GIVEN TASK: Retype exactly the lines that run from the line with "pilaster -> one" to the final line of the entries, keeping both ends and nothing else.

[Records contained in a dataset]
= = = =
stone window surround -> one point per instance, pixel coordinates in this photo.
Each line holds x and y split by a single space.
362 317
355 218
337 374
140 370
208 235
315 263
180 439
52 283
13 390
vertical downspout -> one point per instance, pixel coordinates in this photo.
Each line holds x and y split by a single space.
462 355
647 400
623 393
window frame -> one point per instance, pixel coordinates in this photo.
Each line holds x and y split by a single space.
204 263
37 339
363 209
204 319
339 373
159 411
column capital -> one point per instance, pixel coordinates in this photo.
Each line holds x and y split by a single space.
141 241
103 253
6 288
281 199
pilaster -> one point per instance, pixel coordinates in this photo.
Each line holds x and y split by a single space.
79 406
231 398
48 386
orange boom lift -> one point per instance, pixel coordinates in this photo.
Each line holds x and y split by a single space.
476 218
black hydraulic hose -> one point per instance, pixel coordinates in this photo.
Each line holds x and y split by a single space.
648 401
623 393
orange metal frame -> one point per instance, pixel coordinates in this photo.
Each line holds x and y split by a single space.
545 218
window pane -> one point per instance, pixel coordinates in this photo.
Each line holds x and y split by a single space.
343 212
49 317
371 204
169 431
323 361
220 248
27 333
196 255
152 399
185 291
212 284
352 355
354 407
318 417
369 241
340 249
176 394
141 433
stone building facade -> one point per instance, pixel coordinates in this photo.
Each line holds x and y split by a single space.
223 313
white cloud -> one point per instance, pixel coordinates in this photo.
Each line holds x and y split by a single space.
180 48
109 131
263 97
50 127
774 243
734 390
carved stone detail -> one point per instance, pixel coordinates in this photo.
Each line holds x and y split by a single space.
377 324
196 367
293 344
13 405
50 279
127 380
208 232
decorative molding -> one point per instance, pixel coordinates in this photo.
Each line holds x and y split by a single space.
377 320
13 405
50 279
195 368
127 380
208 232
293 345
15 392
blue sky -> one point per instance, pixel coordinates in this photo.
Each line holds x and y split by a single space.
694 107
= = = =
COMPLETED TASK:
pilaster -> one point per instance, pixel coordinates in this photo.
Each line holds x and y split by a single space.
79 406
231 398
48 386
orange boom lift -> one point per instance, pixel coordinates in this photo.
Each line holds x and y split by a single space.
476 218
black hydraulic hose -> one point per instance, pixel coordinates in this photo.
Each line holds x and y split by a single space.
648 401
623 393
orange metal frame -> one point per instance, pixel coordinates in this photo.
Each line holds x and y split by a single space.
545 218
window pane -> one point per instance, pixel coordinates in this photo.
Each line holds x and y split by a single space.
343 212
49 317
371 204
169 431
323 361
220 248
27 333
196 255
152 399
185 291
212 284
352 355
354 407
318 417
369 241
340 249
176 394
141 433
stone building facade -> one point per instance, pixel coordinates in this photo.
Each line holds x and y split by a single space.
223 313
white cloud -> one point per instance, pixel coordinates in this photo.
Each line holds x and y split by a single space.
180 48
109 131
263 97
50 127
774 243
734 390
carved stone detail -> one point per instance, pixel coordinates in this photo.
Each line holds x and y split by a single space.
377 324
196 367
293 344
13 405
50 279
127 380
208 232
decorative molding -> one point per instance, pixel coordinates in this photo.
Each line holds x and y split by a single space.
377 320
13 405
50 279
195 368
127 380
208 232
293 345
15 392
blue sky -> one point per instance, pixel coordinates in this photo.
Each line holds x and y split by a single space.
694 107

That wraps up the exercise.